■ **Requirement**: Rewrite the lines below, replacing "thickest part" with "widest part" in each one and keeping everything else the same.

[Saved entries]

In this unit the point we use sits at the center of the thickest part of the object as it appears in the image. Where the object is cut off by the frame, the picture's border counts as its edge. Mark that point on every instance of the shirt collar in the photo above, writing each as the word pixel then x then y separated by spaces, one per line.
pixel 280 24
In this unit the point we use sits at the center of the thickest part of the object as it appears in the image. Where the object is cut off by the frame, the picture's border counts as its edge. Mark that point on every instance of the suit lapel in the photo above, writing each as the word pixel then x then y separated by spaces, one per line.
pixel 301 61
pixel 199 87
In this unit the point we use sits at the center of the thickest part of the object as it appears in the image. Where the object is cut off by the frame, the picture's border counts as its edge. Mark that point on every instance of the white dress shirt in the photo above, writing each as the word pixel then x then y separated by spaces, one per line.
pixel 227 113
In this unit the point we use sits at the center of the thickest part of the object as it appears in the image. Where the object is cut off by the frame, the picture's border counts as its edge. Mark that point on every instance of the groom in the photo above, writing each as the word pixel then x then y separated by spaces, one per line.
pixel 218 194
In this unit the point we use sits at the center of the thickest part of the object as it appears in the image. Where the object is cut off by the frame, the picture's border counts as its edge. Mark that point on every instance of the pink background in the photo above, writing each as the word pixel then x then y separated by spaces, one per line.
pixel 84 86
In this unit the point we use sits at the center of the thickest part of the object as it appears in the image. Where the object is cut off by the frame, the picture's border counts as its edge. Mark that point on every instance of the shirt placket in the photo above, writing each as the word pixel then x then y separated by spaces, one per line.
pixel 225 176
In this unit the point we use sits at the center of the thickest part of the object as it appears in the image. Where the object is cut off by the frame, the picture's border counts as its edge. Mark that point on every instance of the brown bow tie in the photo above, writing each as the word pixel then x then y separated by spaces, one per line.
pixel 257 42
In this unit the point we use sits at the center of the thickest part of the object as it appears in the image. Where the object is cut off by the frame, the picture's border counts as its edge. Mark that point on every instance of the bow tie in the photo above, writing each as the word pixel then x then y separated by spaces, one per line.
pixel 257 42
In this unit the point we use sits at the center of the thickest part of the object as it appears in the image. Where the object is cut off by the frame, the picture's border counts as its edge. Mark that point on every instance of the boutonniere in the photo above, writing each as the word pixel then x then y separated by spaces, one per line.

■ **Output of the task**:
In this unit the point we use sits at the center of the widest part of the object as it appears in the image. Where the object is cut off by the frame, the picture's border counts as its edge. Mark that point on every instance of the shirt collar in the photo above, writing each as the word pixel then x then y separated by spaces, one per line.
pixel 280 24
In this unit the point we use sits at the center of the widest part of the object as it appears in the image. Where the object is cut off by the frame, the picture's border counts as its edge. Mark that point on every instance of the suit lapel in the photo above, writing each as the word pixel then x then y separated by spaces, one per line.
pixel 301 61
pixel 199 87
In this unit the point we use sits at the center of the widest part of the object as it appears in the image. Where the object is cut off by the frame, the picture's border counts as its edge. Mark that point on every instance of the white dress shirt in the photo above, writing each as the word pixel then x then y separated by spaces, one per line.
pixel 227 113
In this unit the point we use sits at the center of the widest part of the object as it appears in the image. Where the object is cut off by the frame, the picture's border counts as its edge. Mark that point on every instance of the groom in the photo above, writing each as the word pixel then x then y separated by spaces, one per line.
pixel 218 194
In this unit the point we use sits at the center of the widest part of the object as it appears in the image. Where the object is cut off by the frame, the picture's border counts as its edge. Mark that point on every instance of the pink background in the photo above, writing each as the word pixel then x then y separated by spaces, one per line.
pixel 84 86
In this unit the point we use sits at the center of the widest part of the object as it appears in the image. Where the object is cut off by the frame, the picture's border counts as its edge. Mark that point on every instance of the shirt placket in the photo above, writing each as the word pixel then x then y separated by spaces, one per line.
pixel 225 176
In this unit the point we use sits at the center of the widest part of the object as it appears in the image. Where the object is cut off by the frame, the picture's border counts as its edge. Mark that point on every instance of the brown bow tie in the photo above, writing each as the word pixel then x then y separated by spaces, one per line.
pixel 257 42
In this unit the point we use sits at the center of the widest part of the object as it appears in the image. Where the object is cut off by the frame, the picture's border counts as its edge. Mark that point on every instance of the bow tie in the photo above, writing each as the word pixel then x then y separated by spaces, one per line.
pixel 257 42
In this unit the point we use sits at the center of the widest part of the object as it appears in the image. Where the object is cut off by the frame, the picture's border counts as its edge. Mark that point on every instance of the boutonniere in the photo above, writing each as the word pixel then x then y separated by spaces, one per line.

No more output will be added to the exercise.